## Stated task 1:
Count the lines of the entries below that contain the word "white", with case counting, and give only the number.

## Reading text:
#####

Thursday, April 21, 2022

The Portage Path, Cuyahoga, & Tuscarawas

My mother told me that many Native Americans passed over the place where we live. There’s a place called the Portage Path. They used the path when they were switching rivers—from the Cuyahoga River to the Tuscarawas River and they traded with white men there as well. There is a statue in Akron, Ohio that depicts a Native American lugging his canoe over his head as he switches rivers. 

Cuyahoga supposedly means "crooked river" from the Mohawk name "Cayagaga." But the Mohawk people have no relation to this region so this connection has no factual backing. This is interesting to me because my teachers, parents, and the internet pass on this theory as the correct one. There are many possible origins of "Cuyahoga." It is said to come from the Seneca word "GayĆ³'ha'geh" meaning "on your chin," the Wyandot language words "kaye'ska" and "hake'nya'a," "here, small," or the combination of two Cayuga Iroquois words: "Gihe'hoga," meaning "Elm Tree River." It fascinates me that there are so many possible answers to this question.

#####

## Data supplied:
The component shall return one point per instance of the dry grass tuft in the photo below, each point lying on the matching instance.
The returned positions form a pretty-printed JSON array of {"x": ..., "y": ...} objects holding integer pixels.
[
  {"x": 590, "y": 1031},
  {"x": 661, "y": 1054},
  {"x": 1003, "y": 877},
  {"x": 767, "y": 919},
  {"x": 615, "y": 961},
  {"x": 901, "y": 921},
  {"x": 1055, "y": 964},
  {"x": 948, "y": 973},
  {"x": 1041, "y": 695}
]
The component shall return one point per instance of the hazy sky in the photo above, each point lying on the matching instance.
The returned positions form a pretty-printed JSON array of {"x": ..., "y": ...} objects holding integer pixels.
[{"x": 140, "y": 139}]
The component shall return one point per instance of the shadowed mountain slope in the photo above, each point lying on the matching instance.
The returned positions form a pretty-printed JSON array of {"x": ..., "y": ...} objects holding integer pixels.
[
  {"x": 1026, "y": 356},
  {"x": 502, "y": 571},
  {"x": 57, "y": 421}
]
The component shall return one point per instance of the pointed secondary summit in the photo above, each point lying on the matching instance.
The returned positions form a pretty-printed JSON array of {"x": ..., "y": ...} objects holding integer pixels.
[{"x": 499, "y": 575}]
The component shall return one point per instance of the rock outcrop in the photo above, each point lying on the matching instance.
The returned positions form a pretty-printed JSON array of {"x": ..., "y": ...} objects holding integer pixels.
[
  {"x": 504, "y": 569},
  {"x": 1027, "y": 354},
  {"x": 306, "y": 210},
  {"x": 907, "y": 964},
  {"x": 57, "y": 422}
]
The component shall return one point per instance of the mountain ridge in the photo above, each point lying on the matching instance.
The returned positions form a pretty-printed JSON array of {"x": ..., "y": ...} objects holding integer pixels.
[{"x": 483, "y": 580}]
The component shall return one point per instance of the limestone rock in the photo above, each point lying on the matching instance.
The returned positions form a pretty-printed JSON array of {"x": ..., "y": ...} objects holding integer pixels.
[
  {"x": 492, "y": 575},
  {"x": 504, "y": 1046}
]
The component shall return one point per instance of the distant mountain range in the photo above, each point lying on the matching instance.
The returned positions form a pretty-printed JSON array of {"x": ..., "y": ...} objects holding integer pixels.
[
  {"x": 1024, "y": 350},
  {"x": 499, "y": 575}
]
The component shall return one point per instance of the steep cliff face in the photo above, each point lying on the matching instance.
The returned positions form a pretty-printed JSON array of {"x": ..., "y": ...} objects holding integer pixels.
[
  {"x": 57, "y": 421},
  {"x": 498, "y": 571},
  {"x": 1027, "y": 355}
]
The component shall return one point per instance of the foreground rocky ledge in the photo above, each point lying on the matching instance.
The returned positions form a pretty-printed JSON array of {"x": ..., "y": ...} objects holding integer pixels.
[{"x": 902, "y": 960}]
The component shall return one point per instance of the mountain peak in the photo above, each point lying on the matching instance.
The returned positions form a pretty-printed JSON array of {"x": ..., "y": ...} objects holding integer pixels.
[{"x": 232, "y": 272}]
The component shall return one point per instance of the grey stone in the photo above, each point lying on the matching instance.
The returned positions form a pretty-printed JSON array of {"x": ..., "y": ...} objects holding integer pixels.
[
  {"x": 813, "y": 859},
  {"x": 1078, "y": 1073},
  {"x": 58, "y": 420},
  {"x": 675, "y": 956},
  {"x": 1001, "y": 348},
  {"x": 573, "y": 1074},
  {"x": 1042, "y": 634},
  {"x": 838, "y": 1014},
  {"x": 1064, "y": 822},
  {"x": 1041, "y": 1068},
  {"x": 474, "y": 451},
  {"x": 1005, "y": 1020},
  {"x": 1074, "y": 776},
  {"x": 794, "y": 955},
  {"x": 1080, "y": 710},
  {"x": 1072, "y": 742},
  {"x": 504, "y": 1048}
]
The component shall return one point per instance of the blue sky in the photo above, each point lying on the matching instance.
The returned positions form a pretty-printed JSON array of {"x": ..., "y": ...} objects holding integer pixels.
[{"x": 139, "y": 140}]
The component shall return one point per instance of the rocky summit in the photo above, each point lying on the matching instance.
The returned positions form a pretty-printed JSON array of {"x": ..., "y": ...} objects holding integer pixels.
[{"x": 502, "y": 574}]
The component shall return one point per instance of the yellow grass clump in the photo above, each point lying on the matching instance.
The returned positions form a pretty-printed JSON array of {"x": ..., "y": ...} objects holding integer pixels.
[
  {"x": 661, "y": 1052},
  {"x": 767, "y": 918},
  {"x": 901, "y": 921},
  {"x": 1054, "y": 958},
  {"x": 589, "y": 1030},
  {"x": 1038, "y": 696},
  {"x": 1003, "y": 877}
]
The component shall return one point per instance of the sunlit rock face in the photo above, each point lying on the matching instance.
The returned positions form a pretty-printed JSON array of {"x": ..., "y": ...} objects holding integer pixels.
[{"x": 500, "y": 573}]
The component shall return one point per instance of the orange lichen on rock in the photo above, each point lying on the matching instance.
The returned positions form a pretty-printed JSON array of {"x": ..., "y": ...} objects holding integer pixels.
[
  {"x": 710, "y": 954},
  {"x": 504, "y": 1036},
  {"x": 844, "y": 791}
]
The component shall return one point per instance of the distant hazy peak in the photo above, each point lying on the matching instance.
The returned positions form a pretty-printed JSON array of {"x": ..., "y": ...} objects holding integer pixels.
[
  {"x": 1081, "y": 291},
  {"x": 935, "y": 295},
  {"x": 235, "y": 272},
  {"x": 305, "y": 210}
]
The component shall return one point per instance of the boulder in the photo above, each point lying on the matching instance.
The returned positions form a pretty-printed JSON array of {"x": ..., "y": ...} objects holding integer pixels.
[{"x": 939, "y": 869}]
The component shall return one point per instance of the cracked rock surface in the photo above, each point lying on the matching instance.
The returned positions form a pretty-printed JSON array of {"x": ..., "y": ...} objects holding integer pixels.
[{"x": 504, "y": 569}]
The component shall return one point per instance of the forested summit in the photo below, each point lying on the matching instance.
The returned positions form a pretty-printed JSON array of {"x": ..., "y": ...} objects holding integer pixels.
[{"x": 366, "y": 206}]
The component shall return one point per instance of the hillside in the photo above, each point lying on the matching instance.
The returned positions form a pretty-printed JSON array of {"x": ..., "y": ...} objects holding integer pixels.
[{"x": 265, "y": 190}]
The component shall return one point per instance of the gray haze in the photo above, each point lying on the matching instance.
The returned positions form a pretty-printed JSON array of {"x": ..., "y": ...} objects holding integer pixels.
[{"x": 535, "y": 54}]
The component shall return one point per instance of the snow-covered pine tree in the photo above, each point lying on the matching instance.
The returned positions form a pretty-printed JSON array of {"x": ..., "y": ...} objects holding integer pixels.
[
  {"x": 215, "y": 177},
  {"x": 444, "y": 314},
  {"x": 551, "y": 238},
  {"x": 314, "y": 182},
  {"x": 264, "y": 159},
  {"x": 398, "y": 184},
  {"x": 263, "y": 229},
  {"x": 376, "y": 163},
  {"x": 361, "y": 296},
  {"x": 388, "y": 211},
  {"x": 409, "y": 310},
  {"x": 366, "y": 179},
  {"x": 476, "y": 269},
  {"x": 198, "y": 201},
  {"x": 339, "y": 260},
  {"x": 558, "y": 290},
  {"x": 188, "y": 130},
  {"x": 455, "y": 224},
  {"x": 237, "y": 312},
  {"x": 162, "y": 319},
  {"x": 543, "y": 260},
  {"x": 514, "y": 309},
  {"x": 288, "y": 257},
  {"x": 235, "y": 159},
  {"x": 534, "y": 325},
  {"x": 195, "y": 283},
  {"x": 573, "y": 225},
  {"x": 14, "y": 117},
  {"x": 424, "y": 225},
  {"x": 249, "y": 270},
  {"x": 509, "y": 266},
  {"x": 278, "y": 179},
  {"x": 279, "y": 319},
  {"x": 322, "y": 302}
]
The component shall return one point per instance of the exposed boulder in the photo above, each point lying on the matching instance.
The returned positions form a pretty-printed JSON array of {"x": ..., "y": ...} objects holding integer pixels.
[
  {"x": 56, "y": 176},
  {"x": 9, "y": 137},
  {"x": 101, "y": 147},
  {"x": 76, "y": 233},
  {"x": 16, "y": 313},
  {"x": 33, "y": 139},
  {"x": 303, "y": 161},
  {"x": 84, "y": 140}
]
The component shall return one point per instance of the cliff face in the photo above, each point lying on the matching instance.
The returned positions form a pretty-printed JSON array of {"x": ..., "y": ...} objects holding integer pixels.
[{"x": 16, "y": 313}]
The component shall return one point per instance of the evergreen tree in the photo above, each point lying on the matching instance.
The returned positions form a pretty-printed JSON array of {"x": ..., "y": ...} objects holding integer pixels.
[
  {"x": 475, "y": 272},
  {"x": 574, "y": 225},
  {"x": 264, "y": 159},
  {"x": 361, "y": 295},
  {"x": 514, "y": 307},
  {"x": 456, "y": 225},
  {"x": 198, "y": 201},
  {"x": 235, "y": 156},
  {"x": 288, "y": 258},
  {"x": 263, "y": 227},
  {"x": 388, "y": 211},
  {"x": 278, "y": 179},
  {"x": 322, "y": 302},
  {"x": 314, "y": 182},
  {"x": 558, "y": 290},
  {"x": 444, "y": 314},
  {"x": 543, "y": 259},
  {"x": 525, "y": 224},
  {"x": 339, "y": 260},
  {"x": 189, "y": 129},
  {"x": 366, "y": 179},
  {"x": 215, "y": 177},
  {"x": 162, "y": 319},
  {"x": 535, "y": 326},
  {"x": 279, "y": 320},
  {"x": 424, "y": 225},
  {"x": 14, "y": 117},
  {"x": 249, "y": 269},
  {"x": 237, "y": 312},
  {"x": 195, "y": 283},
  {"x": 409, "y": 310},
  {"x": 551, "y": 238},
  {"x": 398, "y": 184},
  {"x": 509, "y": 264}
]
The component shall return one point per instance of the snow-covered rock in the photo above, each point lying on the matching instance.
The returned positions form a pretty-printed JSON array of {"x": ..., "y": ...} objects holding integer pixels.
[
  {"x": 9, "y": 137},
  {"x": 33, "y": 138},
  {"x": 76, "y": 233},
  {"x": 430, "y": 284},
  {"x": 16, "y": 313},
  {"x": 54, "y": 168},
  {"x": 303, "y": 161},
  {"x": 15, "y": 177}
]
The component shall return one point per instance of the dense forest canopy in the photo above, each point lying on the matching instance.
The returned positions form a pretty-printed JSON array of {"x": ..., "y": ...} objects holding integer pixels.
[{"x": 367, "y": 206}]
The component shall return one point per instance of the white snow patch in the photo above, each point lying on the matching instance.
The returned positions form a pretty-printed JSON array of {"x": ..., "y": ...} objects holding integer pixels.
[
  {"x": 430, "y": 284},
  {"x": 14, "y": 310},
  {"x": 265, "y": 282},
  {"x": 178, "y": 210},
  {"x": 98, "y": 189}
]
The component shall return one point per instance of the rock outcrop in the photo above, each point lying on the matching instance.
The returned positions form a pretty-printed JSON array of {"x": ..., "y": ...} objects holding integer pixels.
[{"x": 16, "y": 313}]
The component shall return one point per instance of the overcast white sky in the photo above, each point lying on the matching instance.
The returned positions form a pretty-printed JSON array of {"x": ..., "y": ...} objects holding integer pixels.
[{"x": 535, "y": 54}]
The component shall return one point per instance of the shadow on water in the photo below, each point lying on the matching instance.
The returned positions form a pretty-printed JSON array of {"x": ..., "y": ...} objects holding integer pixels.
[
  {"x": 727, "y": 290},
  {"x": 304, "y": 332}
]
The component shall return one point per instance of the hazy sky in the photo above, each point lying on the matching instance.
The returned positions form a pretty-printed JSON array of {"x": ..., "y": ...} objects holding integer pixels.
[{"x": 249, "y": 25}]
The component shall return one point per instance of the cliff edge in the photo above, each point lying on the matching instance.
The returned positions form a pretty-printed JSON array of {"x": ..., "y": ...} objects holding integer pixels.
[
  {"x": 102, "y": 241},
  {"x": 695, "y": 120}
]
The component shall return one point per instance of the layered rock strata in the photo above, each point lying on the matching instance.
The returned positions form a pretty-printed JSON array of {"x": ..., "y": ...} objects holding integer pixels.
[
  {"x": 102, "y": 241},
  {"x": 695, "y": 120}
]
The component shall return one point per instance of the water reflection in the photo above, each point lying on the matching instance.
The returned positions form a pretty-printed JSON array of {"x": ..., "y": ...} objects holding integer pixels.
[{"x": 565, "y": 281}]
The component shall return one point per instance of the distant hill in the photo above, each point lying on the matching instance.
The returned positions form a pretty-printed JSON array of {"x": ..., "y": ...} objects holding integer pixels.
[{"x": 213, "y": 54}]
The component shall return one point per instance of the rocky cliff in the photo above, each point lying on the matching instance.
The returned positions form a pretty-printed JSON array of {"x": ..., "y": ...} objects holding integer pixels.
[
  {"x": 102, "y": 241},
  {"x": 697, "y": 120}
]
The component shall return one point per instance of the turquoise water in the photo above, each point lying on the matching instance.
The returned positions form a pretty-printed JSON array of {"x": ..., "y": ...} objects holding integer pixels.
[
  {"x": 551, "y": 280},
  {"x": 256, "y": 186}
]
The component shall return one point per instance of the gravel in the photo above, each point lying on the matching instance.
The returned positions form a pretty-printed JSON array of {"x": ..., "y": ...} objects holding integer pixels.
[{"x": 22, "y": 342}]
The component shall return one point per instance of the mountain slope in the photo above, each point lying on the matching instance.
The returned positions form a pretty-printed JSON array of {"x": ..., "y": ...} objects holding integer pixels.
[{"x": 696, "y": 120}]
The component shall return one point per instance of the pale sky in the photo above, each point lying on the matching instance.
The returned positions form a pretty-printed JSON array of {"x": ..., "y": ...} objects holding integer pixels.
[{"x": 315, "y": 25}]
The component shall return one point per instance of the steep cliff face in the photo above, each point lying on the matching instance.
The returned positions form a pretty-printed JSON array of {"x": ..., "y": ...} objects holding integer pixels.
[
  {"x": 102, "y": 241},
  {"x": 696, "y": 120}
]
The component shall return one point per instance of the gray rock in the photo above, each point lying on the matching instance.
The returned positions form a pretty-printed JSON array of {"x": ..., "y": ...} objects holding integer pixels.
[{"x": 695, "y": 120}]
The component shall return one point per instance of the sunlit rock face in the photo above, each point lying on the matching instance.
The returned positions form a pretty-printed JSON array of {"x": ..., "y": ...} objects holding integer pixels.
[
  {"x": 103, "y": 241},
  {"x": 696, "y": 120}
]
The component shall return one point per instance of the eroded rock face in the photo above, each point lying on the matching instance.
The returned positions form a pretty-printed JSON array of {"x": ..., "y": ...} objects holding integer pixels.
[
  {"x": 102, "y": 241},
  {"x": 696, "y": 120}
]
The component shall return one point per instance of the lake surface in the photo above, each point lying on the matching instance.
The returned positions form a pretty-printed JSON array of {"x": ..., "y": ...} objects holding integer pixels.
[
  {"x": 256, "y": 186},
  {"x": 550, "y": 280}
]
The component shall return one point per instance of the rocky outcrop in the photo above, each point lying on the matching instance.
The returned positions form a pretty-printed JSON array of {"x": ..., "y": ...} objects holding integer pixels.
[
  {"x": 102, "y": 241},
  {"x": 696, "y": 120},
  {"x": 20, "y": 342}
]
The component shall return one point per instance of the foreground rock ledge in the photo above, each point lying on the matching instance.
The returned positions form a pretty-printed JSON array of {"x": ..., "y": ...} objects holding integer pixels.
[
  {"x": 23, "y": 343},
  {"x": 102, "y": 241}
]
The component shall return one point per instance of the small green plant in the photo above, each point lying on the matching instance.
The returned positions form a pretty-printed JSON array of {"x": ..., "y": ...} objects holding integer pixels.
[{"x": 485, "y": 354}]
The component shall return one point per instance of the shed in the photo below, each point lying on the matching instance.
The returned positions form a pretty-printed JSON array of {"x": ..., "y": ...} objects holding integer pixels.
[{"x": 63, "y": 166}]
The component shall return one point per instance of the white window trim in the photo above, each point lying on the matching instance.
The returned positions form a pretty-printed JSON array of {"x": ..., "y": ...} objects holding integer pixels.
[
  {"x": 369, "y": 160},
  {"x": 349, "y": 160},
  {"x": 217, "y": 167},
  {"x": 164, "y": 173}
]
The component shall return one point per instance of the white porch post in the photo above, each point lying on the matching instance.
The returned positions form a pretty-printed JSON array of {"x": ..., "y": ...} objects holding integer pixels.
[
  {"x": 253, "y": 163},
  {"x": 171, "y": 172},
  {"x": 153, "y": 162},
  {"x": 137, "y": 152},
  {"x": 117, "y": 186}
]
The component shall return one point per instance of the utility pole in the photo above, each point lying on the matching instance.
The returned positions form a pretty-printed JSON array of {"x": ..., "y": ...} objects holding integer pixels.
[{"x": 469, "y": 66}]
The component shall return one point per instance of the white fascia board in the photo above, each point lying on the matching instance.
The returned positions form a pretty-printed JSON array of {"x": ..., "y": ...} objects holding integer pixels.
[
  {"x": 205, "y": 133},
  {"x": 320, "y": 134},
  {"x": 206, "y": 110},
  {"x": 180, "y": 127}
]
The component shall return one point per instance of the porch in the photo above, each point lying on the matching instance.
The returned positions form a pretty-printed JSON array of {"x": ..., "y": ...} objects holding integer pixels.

#####

## Stated task 2:
Duplicate the passage of the Portage Path text between "Thursday, April 21, 2022" and "he switches rivers.", inclusive.

## Correct response 1:
5

## Correct response 2:
Thursday, April 21, 2022

The Portage Path, Cuyahoga, & Tuscarawas

My mother told me that many Native Americans passed over the place where we live. There’s a place called the Portage Path. They used the path when they were switching rivers—from the Cuyahoga River to the Tuscarawas River and they traded with white men there as well. There is a statue in Akron, Ohio that depicts a Native American lugging his canoe over his head as he switches rivers.